--- Passage ---
I've seen intense rage and despair for even top tier 2D artists, Japanese, Chinese, Western all alike. Like top of industry, massive fanbase, they all understand there is no sugarcoating it anymore.
AI improved from 5-year-old scribble to crushing 90% of artists in technical execution within 9 months. So they had no time to process it at all, and had to cope with shock and denial.
Now virtually all traditional 2d artist jobs are on the chopping block, its just inertia keeping them employed for another year or two. At top Chinese game studios like Tencent and Mihoyo, they are already intensely experimenting with AI workflows. And many indie game studios are pretty much already using AI for most concept art.
Artist jobs won't disappear, but they'll become hybrids of 3d modelling, SD prompting, python scripting, model training, and photoshopping. For many artists this means the workflows they spent decades honing is now gone. Also, most of them love drawing, so art jobs that don't involve drawing are despairing to them.
Those who fare best, are those who don't care much about drawing, but storytelling (Say Mangaka), they will be freed from drawing 14 hours a day, and cut their workloads in half.
---
- Task 1 -
Answer these about the post on AI and 2D artists:
(a) How long did AI take to go from 5-year-old scribble to crushing 90% of artists in technical execution?
(b) Which top Chinese game studios are named as intensely experimenting with AI workflows?
(c) What kind of creator is given as an example of those who care about storytelling?
- Task 2 -
Please go on with the post about AI and 2D artists, picking up after its last sentence.
--- Material provided ---
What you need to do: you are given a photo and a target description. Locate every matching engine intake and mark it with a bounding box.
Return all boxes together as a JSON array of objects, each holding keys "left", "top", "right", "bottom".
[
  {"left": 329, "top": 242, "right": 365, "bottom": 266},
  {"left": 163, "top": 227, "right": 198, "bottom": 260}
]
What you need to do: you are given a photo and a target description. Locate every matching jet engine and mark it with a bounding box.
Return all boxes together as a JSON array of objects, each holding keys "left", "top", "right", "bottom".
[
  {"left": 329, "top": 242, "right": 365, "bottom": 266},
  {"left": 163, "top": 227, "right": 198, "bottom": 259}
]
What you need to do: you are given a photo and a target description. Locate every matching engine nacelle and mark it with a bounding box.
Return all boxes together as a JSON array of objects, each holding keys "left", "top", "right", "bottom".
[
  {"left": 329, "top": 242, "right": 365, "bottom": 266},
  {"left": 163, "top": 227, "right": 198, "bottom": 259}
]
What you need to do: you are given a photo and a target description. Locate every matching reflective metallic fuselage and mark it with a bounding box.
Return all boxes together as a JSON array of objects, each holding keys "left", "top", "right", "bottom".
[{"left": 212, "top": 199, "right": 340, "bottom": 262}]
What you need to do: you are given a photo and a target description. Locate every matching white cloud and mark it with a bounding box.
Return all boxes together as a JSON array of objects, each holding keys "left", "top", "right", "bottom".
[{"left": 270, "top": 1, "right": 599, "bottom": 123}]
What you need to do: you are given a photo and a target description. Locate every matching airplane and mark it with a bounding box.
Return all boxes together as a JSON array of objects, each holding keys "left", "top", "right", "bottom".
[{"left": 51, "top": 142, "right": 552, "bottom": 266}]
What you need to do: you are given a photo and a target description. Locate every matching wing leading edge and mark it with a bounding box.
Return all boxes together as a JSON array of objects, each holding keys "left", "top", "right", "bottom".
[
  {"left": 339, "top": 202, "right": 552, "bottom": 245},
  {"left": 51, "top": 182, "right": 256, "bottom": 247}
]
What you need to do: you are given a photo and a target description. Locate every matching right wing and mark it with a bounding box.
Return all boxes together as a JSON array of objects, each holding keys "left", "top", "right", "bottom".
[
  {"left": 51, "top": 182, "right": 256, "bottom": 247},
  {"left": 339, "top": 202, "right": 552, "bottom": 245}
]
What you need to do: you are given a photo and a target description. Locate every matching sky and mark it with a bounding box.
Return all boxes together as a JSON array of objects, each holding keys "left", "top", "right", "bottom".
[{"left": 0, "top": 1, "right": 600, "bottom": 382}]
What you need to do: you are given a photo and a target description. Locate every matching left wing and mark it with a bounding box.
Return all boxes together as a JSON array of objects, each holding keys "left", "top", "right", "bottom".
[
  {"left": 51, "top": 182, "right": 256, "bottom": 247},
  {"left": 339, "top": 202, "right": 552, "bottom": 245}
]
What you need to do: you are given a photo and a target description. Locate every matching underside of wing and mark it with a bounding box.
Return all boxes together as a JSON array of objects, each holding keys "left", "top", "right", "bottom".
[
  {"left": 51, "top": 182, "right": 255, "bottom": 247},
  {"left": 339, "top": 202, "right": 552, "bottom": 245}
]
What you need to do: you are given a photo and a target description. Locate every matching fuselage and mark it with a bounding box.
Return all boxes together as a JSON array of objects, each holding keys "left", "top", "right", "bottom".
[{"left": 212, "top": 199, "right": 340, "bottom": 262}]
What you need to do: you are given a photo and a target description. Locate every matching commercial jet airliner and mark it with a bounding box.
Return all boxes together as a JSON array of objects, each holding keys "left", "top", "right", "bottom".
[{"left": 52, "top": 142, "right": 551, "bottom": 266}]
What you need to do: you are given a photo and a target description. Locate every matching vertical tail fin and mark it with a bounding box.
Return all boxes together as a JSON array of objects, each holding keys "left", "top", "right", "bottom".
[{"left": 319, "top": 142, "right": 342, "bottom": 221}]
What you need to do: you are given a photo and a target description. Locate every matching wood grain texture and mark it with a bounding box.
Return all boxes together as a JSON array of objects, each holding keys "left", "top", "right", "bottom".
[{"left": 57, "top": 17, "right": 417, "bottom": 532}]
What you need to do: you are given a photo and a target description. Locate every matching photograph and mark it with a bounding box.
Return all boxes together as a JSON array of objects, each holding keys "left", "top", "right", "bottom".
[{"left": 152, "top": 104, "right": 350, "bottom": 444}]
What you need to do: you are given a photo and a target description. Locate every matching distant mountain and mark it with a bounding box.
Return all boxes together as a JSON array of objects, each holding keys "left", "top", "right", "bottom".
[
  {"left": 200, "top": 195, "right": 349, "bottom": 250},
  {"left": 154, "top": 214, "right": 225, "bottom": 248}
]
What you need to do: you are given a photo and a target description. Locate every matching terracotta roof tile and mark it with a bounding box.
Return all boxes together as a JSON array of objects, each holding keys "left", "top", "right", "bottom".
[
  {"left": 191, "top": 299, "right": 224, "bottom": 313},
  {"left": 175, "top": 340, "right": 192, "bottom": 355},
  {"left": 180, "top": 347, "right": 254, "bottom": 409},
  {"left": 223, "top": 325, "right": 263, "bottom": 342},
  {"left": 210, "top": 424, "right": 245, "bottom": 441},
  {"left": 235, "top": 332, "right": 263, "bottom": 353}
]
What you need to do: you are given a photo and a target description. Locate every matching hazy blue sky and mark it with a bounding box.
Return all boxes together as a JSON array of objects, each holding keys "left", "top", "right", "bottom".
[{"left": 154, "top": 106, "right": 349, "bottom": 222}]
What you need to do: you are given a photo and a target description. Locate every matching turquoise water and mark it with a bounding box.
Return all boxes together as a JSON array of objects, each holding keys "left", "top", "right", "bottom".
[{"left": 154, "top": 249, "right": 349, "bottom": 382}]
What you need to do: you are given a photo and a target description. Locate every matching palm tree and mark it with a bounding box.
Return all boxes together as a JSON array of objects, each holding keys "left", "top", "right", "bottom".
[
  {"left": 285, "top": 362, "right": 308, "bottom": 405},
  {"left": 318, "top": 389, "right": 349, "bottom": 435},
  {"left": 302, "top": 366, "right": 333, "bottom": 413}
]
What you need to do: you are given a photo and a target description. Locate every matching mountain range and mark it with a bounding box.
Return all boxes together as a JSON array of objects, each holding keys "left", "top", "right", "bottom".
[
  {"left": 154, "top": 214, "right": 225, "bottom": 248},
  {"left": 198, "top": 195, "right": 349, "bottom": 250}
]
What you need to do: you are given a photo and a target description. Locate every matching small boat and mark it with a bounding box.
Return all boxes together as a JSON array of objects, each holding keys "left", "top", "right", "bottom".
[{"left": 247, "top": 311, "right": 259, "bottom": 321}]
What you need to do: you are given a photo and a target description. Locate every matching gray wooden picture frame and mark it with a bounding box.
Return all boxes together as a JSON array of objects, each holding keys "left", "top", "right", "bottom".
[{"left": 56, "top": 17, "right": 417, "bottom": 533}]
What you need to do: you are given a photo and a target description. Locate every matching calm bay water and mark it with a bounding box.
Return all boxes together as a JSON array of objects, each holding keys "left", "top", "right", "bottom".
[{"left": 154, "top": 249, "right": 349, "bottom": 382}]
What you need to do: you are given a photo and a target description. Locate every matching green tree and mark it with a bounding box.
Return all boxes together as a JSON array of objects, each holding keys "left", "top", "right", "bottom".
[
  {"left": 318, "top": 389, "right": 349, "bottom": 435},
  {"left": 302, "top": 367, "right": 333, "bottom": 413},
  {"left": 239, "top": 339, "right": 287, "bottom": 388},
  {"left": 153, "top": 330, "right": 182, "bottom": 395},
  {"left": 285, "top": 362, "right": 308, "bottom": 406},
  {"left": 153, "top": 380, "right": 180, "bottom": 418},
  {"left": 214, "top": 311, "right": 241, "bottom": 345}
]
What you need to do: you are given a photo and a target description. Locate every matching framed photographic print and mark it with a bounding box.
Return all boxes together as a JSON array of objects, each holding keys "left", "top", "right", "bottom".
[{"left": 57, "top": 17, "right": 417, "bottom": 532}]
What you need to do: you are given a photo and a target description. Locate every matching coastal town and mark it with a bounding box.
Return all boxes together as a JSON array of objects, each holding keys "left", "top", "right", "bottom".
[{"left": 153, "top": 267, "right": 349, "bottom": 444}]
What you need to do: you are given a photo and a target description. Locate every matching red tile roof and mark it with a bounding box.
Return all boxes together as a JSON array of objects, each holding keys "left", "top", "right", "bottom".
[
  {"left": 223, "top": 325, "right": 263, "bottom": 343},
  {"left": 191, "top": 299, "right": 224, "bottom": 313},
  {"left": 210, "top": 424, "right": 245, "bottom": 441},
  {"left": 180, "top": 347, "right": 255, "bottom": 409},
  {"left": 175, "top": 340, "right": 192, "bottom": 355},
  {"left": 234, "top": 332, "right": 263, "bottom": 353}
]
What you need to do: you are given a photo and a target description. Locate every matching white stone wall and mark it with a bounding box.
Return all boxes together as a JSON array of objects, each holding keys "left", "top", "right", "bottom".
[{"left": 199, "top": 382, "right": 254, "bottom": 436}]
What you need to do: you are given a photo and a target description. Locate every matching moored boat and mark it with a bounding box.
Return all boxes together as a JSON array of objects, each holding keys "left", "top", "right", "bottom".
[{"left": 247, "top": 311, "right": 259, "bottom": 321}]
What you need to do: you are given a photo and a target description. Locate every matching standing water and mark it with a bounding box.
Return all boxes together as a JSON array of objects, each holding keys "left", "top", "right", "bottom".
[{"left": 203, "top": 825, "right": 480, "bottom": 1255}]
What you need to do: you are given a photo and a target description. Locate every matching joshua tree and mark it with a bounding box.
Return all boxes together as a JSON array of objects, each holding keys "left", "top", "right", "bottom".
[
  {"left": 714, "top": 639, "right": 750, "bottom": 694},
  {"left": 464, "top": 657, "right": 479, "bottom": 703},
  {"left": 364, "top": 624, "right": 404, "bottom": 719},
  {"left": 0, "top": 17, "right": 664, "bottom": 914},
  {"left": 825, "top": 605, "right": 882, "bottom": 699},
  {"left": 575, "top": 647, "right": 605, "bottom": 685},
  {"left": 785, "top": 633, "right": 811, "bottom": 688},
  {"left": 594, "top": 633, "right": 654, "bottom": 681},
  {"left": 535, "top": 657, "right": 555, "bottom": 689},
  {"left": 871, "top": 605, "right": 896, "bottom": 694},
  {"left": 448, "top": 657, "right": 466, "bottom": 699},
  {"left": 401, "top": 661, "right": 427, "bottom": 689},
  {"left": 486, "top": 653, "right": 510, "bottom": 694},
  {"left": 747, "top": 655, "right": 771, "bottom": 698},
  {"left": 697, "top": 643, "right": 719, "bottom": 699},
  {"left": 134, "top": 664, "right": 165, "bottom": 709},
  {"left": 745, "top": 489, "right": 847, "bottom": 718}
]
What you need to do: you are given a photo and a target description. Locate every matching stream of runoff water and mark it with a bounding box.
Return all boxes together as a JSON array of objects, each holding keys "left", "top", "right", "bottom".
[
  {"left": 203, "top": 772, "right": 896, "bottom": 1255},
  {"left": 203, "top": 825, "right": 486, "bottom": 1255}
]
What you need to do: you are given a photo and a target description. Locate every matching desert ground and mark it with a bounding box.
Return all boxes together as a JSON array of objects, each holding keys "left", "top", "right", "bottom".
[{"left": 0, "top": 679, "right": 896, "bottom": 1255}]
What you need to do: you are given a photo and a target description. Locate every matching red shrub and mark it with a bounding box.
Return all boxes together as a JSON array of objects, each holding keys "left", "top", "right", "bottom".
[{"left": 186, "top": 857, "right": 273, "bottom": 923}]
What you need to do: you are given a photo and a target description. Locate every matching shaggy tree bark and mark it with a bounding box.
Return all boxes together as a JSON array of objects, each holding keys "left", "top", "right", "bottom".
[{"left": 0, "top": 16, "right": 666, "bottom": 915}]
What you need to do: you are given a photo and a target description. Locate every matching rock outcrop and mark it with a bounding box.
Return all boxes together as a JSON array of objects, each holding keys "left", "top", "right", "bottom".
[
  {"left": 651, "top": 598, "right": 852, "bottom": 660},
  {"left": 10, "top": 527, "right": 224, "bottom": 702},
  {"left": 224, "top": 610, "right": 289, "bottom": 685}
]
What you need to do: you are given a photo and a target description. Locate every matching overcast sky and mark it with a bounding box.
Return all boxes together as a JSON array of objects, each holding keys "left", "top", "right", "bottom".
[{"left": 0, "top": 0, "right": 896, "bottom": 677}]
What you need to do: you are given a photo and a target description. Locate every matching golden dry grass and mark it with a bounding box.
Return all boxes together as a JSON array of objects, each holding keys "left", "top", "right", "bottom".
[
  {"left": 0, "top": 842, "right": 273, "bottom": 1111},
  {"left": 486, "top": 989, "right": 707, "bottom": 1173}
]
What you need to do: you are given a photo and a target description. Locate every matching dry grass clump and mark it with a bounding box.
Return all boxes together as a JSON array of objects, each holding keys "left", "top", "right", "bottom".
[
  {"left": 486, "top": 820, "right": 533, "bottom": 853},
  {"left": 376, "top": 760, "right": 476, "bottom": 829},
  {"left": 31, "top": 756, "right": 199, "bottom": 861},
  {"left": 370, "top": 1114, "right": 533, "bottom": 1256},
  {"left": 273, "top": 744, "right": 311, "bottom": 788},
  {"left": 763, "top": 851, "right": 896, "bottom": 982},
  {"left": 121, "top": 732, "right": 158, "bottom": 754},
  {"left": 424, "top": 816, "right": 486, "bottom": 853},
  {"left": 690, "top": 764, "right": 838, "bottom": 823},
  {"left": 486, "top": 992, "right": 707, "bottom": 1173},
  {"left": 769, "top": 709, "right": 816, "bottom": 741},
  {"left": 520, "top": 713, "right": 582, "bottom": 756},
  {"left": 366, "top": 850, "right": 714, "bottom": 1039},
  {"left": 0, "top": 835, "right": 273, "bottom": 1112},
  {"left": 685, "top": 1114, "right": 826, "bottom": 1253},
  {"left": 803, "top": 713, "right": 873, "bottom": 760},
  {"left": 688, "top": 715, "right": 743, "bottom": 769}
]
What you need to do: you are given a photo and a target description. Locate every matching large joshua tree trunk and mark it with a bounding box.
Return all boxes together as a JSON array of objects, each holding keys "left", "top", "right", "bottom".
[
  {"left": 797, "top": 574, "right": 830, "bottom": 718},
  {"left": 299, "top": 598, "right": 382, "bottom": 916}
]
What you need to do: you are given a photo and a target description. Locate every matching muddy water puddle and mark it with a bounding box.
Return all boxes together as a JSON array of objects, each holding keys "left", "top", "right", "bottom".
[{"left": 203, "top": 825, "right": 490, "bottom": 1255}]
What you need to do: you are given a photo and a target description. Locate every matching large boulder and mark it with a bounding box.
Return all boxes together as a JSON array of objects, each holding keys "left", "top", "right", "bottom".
---
- Answer box 1 -
(a) 9 months
(b) Tencent and Mihoyo
(c) Mangaka

- Answer box 2 -
Note, I think artist jobs will increase and pay better. The true industries in threat are non-virtual entertainment, such as tourism, concerts. They'll be competing with AI augmented artists that can produce awe-inspiring works in weeks not years.
Universal World's hogwarts parks are admirable. But they'll soon be competing against fully realized hogwarts (already modelled in Hogwarts legacy, without AI), that are then filled with fully responsive AIs whom you can actually talk to (Courtesy of GPT5,6,7).
AI will create massive value, but it'll also bring massive, extremely uncomfortable dislocations. Better try to adapt AI as soon as possible, and analyze how your role will transform.